--- PROBLEM TO SOLVE ---
Please gather each line from the records below that contains the string "wheel", copying every such line in full. Matching is case-sensitive.

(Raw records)
┌────────

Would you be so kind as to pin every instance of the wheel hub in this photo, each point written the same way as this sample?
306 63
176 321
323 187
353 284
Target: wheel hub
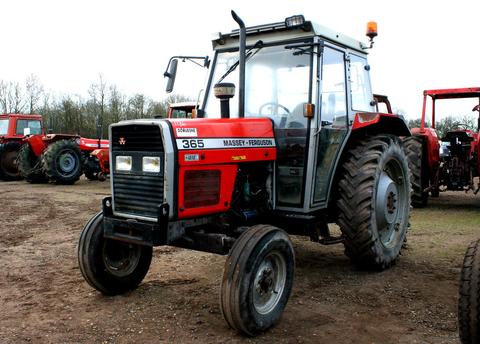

└────────

--- CORRECT RESULT ---
Would you be so kind as to pin every instance of the wheel hub in this photo, each point written the same way as this sample?
Target: wheel hub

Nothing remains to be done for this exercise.